● Task directions: From the passage below on the virtual Sprint Week, reproduce verbatim the portion that opens with the words "During the simulation, Jones" and closes with "the geographic separation.".
----- Supplied passage
Overcoming geographic separation
When Sprint Week became virtual, the students faced new challenges. Many agree it became inherently harder when they moved off-campus and switched to the online environment.
Tiffany Jones is from Queens, New York. She was living in the graduate dorms when she heard that the campus was closing so she rented a car to move back home. During Sprint Week, she had to quickly adjust to working in a new environment, separate from her classmates.
“I’ve stayed pretty much in my room,” she said. “It’s my work cave. My whole life has been on a MacBook Pro, trying to get work done.”
During the simulation, Jones noticed the differences between taking classes in-person, and participating in the Sprint online.
“I’m a hands-on, in-person, visual learner. So, for people like me who prefer being in front of the professor and feeling the comfort of the professor coming over to actually assist me with whatever questions I might have, I didn’t really get that,” she explained. “Instead, I emailed for three business days with the professors and colleagues that I was working with.”
For Kurt Everzt, this Sprint Week was more challenging than the one the cohort participated in during the fall because of the geographic separation.
“I would say that this one was inherently harder than the last one. I think it’s easier when it’s in-person to do anything. People are more focused, and it’s just easier to communicate. You can see everyone’s facial expressions,” he said.
However, he pointed out that in his experience in the workforce, it’s critical to know how to work virtually. He believes that participating in an online Sprint was valuable practice for his future job after graduation.
----------
----- Data excerpts
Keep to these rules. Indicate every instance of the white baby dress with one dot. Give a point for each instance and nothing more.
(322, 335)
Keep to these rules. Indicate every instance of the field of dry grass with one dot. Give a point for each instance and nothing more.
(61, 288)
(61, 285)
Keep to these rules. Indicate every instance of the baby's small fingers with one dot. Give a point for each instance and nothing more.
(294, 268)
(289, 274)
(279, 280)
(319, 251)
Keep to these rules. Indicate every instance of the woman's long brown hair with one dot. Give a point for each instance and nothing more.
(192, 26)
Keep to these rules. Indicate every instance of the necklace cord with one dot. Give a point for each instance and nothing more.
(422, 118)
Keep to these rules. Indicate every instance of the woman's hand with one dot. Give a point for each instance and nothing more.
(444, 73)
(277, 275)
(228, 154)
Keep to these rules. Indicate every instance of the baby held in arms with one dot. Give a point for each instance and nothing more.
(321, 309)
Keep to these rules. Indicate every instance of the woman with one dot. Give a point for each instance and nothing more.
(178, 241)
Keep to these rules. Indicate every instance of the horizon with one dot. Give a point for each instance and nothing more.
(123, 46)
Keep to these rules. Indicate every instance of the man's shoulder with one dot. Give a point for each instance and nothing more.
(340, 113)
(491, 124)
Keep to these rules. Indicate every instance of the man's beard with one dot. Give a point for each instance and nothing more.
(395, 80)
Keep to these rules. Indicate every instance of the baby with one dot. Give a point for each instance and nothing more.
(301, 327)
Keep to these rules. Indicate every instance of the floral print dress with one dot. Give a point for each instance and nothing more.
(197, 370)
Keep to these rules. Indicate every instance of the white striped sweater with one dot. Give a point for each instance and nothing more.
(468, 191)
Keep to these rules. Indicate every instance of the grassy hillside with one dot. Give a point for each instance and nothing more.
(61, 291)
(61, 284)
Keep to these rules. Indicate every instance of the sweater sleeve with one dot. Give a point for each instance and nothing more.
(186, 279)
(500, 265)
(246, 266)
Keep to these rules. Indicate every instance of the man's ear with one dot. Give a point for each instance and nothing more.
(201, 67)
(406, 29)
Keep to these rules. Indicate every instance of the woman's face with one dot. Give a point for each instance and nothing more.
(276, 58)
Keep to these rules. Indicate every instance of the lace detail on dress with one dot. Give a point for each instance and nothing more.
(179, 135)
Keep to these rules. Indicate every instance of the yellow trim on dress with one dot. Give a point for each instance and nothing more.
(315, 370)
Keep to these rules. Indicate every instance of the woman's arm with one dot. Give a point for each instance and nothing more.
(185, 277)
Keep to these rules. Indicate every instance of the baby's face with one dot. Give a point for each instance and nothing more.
----------
● Answer to the exercise:
During the simulation, Jones noticed the differences between taking classes in-person, and participating in the Sprint online.
“I’m a hands-on, in-person, visual learner. So, for people like me who prefer being in front of the professor and feeling the comfort of the professor coming over to actually assist me with whatever questions I might have, I didn’t really get that,” she explained. “Instead, I emailed for three business days with the professors and colleagues that I was working with.”
For Kurt Everzt, this Sprint Week was more challenging than the one the cohort participated in during the fall because of the geographic separation.